**Record extracts:**
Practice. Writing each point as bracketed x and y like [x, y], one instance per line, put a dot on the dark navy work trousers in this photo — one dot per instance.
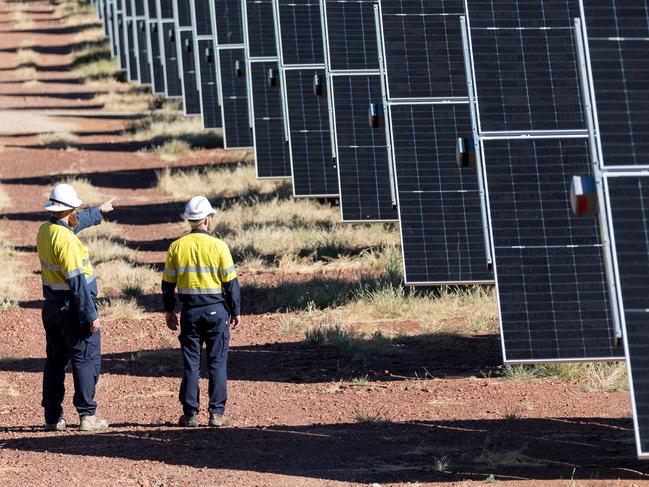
[68, 341]
[207, 325]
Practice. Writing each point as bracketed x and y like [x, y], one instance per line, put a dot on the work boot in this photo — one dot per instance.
[92, 423]
[58, 426]
[217, 420]
[188, 421]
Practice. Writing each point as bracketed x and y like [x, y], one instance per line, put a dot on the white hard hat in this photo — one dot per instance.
[62, 198]
[198, 208]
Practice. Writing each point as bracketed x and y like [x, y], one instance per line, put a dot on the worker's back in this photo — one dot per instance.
[63, 257]
[199, 264]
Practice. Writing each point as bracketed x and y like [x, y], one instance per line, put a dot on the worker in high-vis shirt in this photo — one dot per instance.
[69, 312]
[200, 269]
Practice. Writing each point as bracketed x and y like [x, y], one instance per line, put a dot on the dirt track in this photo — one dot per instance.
[294, 421]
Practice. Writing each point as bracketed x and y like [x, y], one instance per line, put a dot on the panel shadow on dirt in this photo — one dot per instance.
[418, 451]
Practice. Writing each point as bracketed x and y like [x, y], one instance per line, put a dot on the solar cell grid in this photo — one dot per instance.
[618, 38]
[427, 110]
[271, 150]
[424, 48]
[550, 269]
[550, 273]
[229, 23]
[260, 28]
[173, 83]
[525, 65]
[210, 107]
[628, 200]
[234, 94]
[313, 170]
[300, 31]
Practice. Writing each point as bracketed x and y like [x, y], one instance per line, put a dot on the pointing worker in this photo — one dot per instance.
[72, 328]
[201, 268]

**Your instructions:**
Set down the material exactly, every line of it, except for the pictures.

**Reply to the task:**
Practice. Writing each point as bracketed x and y like [x, y], one instance per line, put a dot on the dark navy work trousers in this photo — one dot per instance.
[68, 341]
[207, 325]
Practice. Writing each point as bracketed x and y like [x, y], one instance per line, put a dot on the work boot in this photo — one dot per instance.
[92, 423]
[58, 426]
[217, 420]
[188, 421]
Practice. Writing each point as bracketed x and y like [x, y], one instance per line, put a dot on the white hard hat in this photo — one dot per instance.
[62, 198]
[198, 208]
Practice. Writing each point as bracketed x and y like [x, y], one instance per line, put a dot on the worker's back in this photo — one dot per instance.
[63, 257]
[199, 264]
Practice. Writing each point as bracketed x and y like [x, y], one instance per line, put a dot on the worker in high-vis shirt in this photo — one dot per instance.
[69, 312]
[200, 269]
Practice. Writing each point as bracketed x and y like [x, y], one instance per line, put a dot on the dirt track in this photo — one dot per instance.
[294, 421]
Practice. Writing each point as bracketed x and y like [x, y], one instance per line, put a dot on the panel shadow on dirt in this photo — one dot per instance.
[418, 451]
Practice. Writing each point as bracketed x and y like [x, y], one instance per line, put a dot on the solar cell grid in this photo — one dot per instance.
[618, 38]
[427, 110]
[271, 150]
[424, 48]
[550, 269]
[550, 273]
[229, 23]
[260, 28]
[173, 83]
[525, 65]
[210, 107]
[628, 200]
[234, 94]
[313, 170]
[300, 31]
Practice. Writing each point as bracketed x and y like [x, y], one instance per line, put a dot on the pointing worker in this photo — one dot per instance.
[72, 328]
[201, 268]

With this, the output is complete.